Outline annotation records
※
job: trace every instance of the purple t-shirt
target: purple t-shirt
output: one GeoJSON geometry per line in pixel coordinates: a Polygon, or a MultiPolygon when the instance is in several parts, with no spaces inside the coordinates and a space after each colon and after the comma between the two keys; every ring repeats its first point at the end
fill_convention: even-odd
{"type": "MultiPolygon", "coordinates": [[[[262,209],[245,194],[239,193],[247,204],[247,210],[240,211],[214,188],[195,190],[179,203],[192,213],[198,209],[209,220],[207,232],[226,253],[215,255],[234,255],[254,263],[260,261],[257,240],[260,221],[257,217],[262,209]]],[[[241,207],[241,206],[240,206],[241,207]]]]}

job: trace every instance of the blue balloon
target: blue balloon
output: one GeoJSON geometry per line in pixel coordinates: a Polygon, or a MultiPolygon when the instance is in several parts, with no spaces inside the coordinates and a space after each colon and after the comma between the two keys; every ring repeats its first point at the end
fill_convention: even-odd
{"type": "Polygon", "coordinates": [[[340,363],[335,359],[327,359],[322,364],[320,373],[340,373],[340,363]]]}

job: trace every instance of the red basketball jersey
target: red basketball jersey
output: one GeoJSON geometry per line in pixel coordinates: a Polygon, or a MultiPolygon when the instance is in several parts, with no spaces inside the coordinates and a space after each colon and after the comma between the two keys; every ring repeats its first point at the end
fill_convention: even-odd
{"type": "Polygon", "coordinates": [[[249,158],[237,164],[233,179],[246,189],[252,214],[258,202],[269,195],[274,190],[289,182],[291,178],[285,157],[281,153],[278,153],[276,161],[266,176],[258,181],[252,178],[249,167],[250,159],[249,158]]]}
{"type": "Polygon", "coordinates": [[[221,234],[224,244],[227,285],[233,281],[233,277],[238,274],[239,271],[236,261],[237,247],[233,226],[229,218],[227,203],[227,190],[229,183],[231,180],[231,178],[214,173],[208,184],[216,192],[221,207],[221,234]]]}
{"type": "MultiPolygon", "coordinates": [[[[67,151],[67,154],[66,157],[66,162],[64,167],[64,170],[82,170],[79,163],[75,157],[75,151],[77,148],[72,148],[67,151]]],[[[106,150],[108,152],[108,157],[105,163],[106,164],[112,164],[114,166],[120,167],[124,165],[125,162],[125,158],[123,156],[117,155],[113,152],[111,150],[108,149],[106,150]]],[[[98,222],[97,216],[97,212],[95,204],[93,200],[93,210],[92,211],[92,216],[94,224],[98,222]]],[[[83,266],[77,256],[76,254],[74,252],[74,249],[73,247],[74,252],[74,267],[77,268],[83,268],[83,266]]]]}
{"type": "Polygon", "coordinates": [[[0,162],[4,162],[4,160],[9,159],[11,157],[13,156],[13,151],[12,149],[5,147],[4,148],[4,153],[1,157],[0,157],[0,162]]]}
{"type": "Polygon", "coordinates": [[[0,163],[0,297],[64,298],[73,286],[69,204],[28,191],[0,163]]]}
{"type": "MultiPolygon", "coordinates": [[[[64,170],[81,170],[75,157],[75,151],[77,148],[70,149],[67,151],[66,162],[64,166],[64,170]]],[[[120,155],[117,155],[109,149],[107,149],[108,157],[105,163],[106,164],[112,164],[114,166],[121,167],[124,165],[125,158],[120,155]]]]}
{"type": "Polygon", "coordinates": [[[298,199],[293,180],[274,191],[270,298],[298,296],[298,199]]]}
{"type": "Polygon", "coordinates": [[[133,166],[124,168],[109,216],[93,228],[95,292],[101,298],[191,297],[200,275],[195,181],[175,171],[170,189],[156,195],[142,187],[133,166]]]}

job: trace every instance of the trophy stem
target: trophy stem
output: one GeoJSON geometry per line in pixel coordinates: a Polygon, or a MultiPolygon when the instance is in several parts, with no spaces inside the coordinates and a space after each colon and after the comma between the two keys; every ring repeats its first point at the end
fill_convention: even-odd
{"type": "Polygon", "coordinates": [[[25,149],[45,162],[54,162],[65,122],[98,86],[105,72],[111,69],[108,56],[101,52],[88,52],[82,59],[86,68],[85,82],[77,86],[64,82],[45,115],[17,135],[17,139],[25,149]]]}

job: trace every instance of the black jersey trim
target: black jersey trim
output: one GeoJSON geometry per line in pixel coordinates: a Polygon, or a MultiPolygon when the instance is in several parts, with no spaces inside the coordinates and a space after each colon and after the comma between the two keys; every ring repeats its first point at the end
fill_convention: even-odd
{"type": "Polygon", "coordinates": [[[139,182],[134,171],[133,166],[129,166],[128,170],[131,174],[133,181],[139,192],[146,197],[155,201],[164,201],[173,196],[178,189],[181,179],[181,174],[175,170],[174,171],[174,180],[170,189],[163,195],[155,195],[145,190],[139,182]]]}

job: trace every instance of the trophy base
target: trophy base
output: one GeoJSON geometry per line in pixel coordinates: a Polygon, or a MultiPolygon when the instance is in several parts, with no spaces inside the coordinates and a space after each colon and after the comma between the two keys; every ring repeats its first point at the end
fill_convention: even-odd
※
Print all of the rows above again word for word, without changing anything.

job: trace every instance of the purple t-shirt
target: purple t-shirt
output: one GeoJSON geometry per line in pixel coordinates: a Polygon, or a MultiPolygon when the instance is in several parts, with no spaces inside the coordinates and a space after each colon and after the comma between the two keys; every ring repeats its first point at the end
fill_convention: even-odd
{"type": "MultiPolygon", "coordinates": [[[[262,209],[245,194],[239,193],[247,204],[247,210],[240,211],[214,188],[195,190],[179,203],[192,213],[198,209],[209,220],[207,232],[226,253],[215,255],[234,255],[254,263],[260,261],[257,240],[260,221],[257,217],[262,209]]],[[[241,207],[241,206],[240,206],[241,207]]]]}

job: trace every instance of the blue balloon
target: blue balloon
output: one GeoJSON geometry per line in pixel coordinates: a Polygon, or a MultiPolygon when the instance is in several parts, with no spaces inside the coordinates and a space after each colon and after the comma between the two keys; every ring repeats its first point at the end
fill_convention: even-odd
{"type": "Polygon", "coordinates": [[[340,363],[335,359],[327,359],[322,364],[320,373],[340,373],[340,363]]]}

job: trace every instance of the red basketball jersey
target: red basketball jersey
output: one GeoJSON geometry per line in pixel coordinates: a Polygon, or a MultiPolygon when the instance is in several parts, with no spaces inside the coordinates and a space after each colon and after the comma between the two keys; every ring repeats its first point at the end
fill_convention: even-odd
{"type": "Polygon", "coordinates": [[[249,158],[237,164],[233,179],[246,189],[252,214],[258,202],[269,195],[274,190],[289,182],[291,178],[285,157],[281,153],[278,153],[276,161],[266,176],[258,181],[252,178],[249,167],[250,159],[249,158]]]}
{"type": "Polygon", "coordinates": [[[221,234],[224,244],[227,285],[233,281],[233,277],[238,274],[239,271],[236,261],[237,247],[233,226],[229,218],[227,203],[227,190],[229,183],[231,180],[231,178],[214,173],[208,184],[216,192],[221,207],[221,234]]]}
{"type": "MultiPolygon", "coordinates": [[[[67,151],[67,154],[66,157],[66,162],[64,167],[64,170],[82,170],[79,163],[75,157],[75,151],[77,148],[72,148],[67,151]]],[[[106,150],[108,152],[108,157],[105,163],[106,164],[112,164],[114,166],[120,167],[124,165],[125,162],[125,158],[123,156],[117,155],[113,152],[111,150],[108,149],[106,150]]],[[[98,222],[97,216],[97,212],[95,204],[93,200],[93,210],[92,211],[92,216],[94,224],[98,222]]],[[[83,266],[77,256],[76,254],[74,252],[74,249],[73,247],[74,252],[74,267],[77,268],[83,268],[83,266]]]]}
{"type": "Polygon", "coordinates": [[[0,162],[4,162],[4,160],[9,159],[11,157],[13,156],[13,151],[12,149],[5,147],[4,148],[4,153],[1,157],[0,157],[0,162]]]}
{"type": "Polygon", "coordinates": [[[0,163],[0,297],[64,298],[73,286],[69,204],[28,191],[0,163]]]}
{"type": "MultiPolygon", "coordinates": [[[[64,170],[81,170],[75,157],[75,151],[77,148],[70,149],[67,151],[66,162],[64,166],[64,170]]],[[[120,155],[117,155],[109,149],[107,149],[108,157],[105,163],[106,164],[112,164],[114,166],[121,167],[124,165],[125,158],[120,155]]]]}
{"type": "Polygon", "coordinates": [[[298,199],[293,180],[274,191],[270,298],[298,296],[298,199]]]}
{"type": "Polygon", "coordinates": [[[133,166],[124,168],[109,216],[93,228],[95,292],[101,298],[191,297],[200,275],[195,181],[175,171],[170,189],[156,195],[142,187],[133,166]]]}

job: trace every instance of the trophy stem
target: trophy stem
output: one GeoJSON geometry per line in pixel coordinates: a Polygon, or a MultiPolygon when the instance is in several parts, with no spaces inside the coordinates and a space after each colon and after the comma between the two keys; every ring repeats its first point at the end
fill_convention: even-odd
{"type": "Polygon", "coordinates": [[[25,149],[45,162],[54,162],[65,122],[98,86],[105,72],[111,69],[108,56],[101,52],[88,52],[82,59],[86,68],[85,82],[77,86],[64,82],[45,115],[17,135],[17,139],[25,149]]]}

job: trace every instance of the black jersey trim
target: black jersey trim
output: one GeoJSON geometry per line in pixel coordinates: a Polygon, or a MultiPolygon when the instance is in several parts, with no spaces inside the coordinates and a space after each colon and after the comma between the two keys; every ring repeats its first point at the end
fill_convention: even-odd
{"type": "Polygon", "coordinates": [[[139,182],[134,171],[133,166],[129,166],[128,170],[131,174],[133,181],[139,192],[146,197],[155,201],[164,201],[173,196],[178,189],[181,179],[181,174],[175,170],[174,171],[174,180],[170,189],[163,195],[155,195],[145,190],[139,182]]]}

job: trace every instance of the trophy base
target: trophy base
output: one GeoJSON geometry per line in pixel coordinates: a Polygon, or a MultiPolygon when the instance is in several parts, with no spaces inside the coordinates and a space after each colon and after the comma between the two keys; every ring repeats its first point at the end
fill_convention: even-odd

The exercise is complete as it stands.